Natural language region descriptions

---

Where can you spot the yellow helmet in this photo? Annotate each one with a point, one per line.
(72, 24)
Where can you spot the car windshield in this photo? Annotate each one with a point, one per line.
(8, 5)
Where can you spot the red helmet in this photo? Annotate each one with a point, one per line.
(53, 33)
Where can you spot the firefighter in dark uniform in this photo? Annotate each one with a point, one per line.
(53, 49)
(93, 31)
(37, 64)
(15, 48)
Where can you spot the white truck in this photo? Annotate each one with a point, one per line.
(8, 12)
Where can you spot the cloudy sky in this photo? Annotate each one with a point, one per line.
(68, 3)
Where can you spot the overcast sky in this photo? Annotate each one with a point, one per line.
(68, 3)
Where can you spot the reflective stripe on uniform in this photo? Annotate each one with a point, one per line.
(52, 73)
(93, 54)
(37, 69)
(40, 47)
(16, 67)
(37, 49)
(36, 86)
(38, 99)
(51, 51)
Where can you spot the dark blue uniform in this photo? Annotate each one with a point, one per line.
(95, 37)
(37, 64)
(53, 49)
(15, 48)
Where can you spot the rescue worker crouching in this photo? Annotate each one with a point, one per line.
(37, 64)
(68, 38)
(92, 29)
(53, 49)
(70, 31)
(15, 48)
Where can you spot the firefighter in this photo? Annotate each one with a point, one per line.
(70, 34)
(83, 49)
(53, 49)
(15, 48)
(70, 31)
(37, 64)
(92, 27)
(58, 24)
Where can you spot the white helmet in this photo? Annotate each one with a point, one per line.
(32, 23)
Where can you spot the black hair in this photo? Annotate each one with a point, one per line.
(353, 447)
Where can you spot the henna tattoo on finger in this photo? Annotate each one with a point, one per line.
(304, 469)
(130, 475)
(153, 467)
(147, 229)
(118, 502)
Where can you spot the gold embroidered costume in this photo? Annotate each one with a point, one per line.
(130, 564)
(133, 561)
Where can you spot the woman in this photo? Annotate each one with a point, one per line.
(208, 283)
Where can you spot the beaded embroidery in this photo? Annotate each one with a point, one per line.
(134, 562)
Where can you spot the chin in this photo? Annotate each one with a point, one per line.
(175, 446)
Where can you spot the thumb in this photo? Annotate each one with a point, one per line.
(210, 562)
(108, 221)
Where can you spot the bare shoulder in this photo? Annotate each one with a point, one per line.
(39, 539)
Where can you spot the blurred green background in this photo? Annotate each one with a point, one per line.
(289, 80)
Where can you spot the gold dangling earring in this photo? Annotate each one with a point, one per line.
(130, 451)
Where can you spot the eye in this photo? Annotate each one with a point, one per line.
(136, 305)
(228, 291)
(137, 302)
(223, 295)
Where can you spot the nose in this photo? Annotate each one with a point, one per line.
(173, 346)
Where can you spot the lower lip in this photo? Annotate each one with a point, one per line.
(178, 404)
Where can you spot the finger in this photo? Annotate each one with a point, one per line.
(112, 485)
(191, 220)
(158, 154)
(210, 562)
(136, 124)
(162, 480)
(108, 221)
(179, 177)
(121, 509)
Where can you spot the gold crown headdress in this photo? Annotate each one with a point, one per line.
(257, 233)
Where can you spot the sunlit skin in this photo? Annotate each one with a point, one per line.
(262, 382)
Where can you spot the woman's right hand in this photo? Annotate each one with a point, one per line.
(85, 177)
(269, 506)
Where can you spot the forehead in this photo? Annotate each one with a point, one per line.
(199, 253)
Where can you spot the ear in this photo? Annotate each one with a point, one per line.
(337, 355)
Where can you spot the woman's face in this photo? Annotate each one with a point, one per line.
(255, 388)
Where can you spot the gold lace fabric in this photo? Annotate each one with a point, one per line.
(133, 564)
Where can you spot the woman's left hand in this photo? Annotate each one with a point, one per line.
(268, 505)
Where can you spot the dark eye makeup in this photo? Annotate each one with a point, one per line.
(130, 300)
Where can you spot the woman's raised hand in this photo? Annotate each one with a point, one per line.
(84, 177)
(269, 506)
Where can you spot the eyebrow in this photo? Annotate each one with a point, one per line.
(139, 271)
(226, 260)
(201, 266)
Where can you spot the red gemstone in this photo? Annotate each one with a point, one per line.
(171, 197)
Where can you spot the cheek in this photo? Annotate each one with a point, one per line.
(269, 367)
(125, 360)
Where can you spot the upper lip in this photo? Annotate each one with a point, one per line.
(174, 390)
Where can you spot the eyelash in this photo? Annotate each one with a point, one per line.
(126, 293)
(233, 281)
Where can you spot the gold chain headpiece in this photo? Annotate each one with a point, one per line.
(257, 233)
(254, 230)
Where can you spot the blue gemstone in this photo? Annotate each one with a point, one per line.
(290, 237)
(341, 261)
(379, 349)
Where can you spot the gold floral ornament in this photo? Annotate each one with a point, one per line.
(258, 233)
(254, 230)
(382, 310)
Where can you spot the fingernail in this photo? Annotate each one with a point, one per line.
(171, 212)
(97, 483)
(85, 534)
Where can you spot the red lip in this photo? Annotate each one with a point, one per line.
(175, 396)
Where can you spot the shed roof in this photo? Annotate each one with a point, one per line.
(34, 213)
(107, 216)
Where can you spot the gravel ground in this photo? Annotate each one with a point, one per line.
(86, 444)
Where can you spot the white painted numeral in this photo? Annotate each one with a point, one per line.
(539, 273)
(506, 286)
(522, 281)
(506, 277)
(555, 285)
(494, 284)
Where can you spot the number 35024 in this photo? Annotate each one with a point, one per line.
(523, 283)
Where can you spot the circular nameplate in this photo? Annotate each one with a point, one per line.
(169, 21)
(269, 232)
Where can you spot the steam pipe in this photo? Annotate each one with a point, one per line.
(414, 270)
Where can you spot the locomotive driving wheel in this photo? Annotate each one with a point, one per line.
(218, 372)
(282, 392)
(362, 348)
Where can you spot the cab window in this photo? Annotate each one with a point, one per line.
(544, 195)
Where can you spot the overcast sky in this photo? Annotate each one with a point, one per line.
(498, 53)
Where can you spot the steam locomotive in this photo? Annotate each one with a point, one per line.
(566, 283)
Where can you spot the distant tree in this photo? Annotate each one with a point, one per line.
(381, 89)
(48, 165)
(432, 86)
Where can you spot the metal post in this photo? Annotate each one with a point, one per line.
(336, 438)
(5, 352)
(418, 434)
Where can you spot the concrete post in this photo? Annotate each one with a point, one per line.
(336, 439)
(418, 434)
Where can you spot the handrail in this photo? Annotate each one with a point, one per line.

---

— EXERCISE —
Set down the records once more, character for character.

— ANSWER FOR THIS EXERCISE —
Where can you spot the yellow helmet in this photo? Annotate each one with a point, one per line.
(72, 24)
Where can you spot the car windshield in this photo? Annotate each one with a point, one per line.
(8, 5)
Where can you spot the red helmet in this photo? Annotate each one with a point, one per line.
(53, 33)
Where can you spot the firefighter in dark uniform in this photo? Annotate each one with a point, one per line.
(53, 49)
(93, 31)
(37, 64)
(15, 48)
Where can you spot the white truck in this photo? Annotate each one with a point, one per line.
(8, 12)
Where can you spot the cloudy sky in this photo? Annotate each one with a point, one per line.
(68, 3)
Where can you spot the overcast sky in this photo? Annotate each one with a point, one per line.
(68, 3)
Where can you spot the reflective stripe on uniform in this photo? Annotate each one with a point, one per line.
(52, 73)
(93, 54)
(37, 69)
(40, 47)
(16, 67)
(37, 49)
(36, 86)
(38, 99)
(51, 51)
Where can you spot the dark blue uniform in this photo? Annotate each one with a point, one per line.
(95, 37)
(37, 64)
(53, 49)
(15, 48)
Where can you spot the rescue worker crouching in this photo? Annotate each one with a point, one per line.
(37, 64)
(68, 38)
(92, 29)
(53, 49)
(70, 31)
(15, 48)
Where can you spot the firefighter in this photo? Annotate each one with a point, one per line.
(70, 34)
(83, 49)
(53, 49)
(15, 48)
(70, 31)
(37, 64)
(92, 27)
(58, 24)
Where can you spot the white helmet in this photo? Annotate each one with a point, one per line.
(32, 23)
Where can you spot the black hair in this photo? Annotate each one with a point, one per line.
(353, 447)
Where can you spot the henna tattoo on finger in this photo? Annotate each one with a point, one per line.
(304, 469)
(130, 475)
(153, 467)
(147, 229)
(118, 502)
Where can you spot the gold embroidered costume in this photo? Annotate each one with a point, one per line.
(130, 564)
(133, 561)
Where can you spot the woman in this photo? Annotate each one with a point, one per line.
(208, 283)
Where can you spot the beaded embroidery in this photo? Annotate each one with a point, one per line.
(134, 562)
Where can you spot the chin in this photo? Annotate each one with a point, one per line.
(175, 446)
Where can you spot the thumb in this photo? Annotate each one with a point, one per line.
(210, 562)
(108, 221)
Where can you spot the bare shoulder in this photo? Annotate each one with a point, one per line.
(39, 539)
Where can you spot the blurred green background in this photo? Annotate each one with a point, one per line.
(289, 80)
Where can you spot the gold dangling earring in this photo? Annotate each one with a point, one per line.
(130, 451)
Where can you spot the eye in this photo? Annotate each one with a point, one per line.
(136, 305)
(228, 291)
(137, 302)
(223, 295)
Where can you spot the nose in this photo? Annotate each one with a point, one per line.
(173, 346)
Where can you spot the lower lip in this photo? Annotate each one with a point, one per line.
(178, 404)
Where can you spot the finger in this photo? Annotate each one with a point, one per line.
(112, 485)
(191, 220)
(158, 154)
(210, 562)
(136, 124)
(162, 480)
(108, 221)
(179, 177)
(121, 509)
Where can you spot the gold crown headdress in this photo? Annotate each one with a point, one per line.
(257, 233)
Where can you spot the sunlit skin in this photo? Annotate each one with a point, one per line.
(262, 382)
Where can you spot the woman's right hand in this photo? Annotate each one with a point, one per line.
(85, 177)
(269, 506)
Where can you spot the forehead in this photo? Annotate each one with a point, one per line.
(199, 253)
Where can you spot the ear in this photo? Annotate each one with a point, one per line.
(337, 355)
Where can you spot the woman's face in this photo? Annotate each one with a point, one per line.
(255, 388)
Where can you spot the gold lace fabric in this photo? Annotate each one with a point, one per line.
(133, 564)
Where can you spot the woman's left hand in this photo? Annotate each one with a point, one per line.
(268, 505)
Where can you spot the dark eye makeup in this photo? Annotate each one with a point, one per line.
(130, 300)
Where can you spot the woman's raised hand in this photo? Annotate each one with a point, one per line.
(84, 177)
(269, 506)
Where can you spot the eyebrow in this photo? Annotate each one with a point, one per line.
(139, 271)
(226, 260)
(201, 266)
Where can you spot the red gemstone in this photo? Annotate each one with a point, one per line.
(171, 197)
Where can you spot the cheek in this photo? Annotate each one with a point, one per line.
(269, 367)
(125, 360)
Where can you spot the upper lip in this photo? Annotate each one with a point, one per line.
(174, 390)
Where can you spot the eyelash in this photo? Annotate each one with a point, one per line.
(126, 293)
(233, 281)
Where can you spot the gold chain headpiece in this photo? Annotate each one with a point, one per line.
(257, 233)
(254, 230)
Where can you spot the blue gemstone in this photo? Annotate each one with a point, one per line.
(290, 237)
(341, 261)
(379, 349)
Where can you spot the gold floral ornament in this photo? Annotate each one with a point, one per line.
(258, 233)
(254, 230)
(382, 310)
Where can you spot the fingernail in this photo? Annotate each one with a point, one per line.
(171, 212)
(97, 483)
(85, 534)
Where can you spot the red lip in this photo? Annotate each one with a point, one per line.
(175, 396)
Where can you spot the shed roof in this photo? Annotate each one with a point, one per line.
(34, 213)
(107, 216)
Where can you spot the gravel ground in this photo? Annotate each one with a point, one per line.
(86, 444)
Where can you spot the white painted numeral in this photo? Annotate each one with a point, one per line.
(539, 273)
(506, 286)
(522, 281)
(506, 277)
(555, 285)
(494, 284)
Where can you spot the number 35024 in this photo? Annotate each one with a point, one per line.
(523, 283)
Where can you spot the circular nameplate in this photo? Annotate each one with a point, one per line.
(169, 21)
(269, 232)
Where can you spot the steam pipe in this photo? Annotate each one with a point, one per line.
(414, 270)
Where can you spot the locomotive driving wheel in this photo? Annotate each one with a point, one per line.
(218, 372)
(282, 392)
(362, 348)
Where can you spot the cab window in this photo? Annotate each one with a point, one per line.
(544, 195)
Where can you spot the overcast sky in this photo? Annotate each one with a point, one per line.
(498, 53)
Where can you spot the steam locomotive in this photo? Annotate each one with a point, one per line.
(566, 283)
Where can you spot the distant tree in this photo? Annotate each one with a point, one per line.
(381, 89)
(48, 165)
(432, 86)
Where can you spot the metal post in this photo? Annotate each one with a point, one per line.
(336, 438)
(5, 352)
(418, 434)
Where can you spot the concrete post in this photo? Annotate each one with a point, one per line.
(336, 439)
(418, 434)
Where can you spot the handrail in this photo? Annotate each one with a point, one per line.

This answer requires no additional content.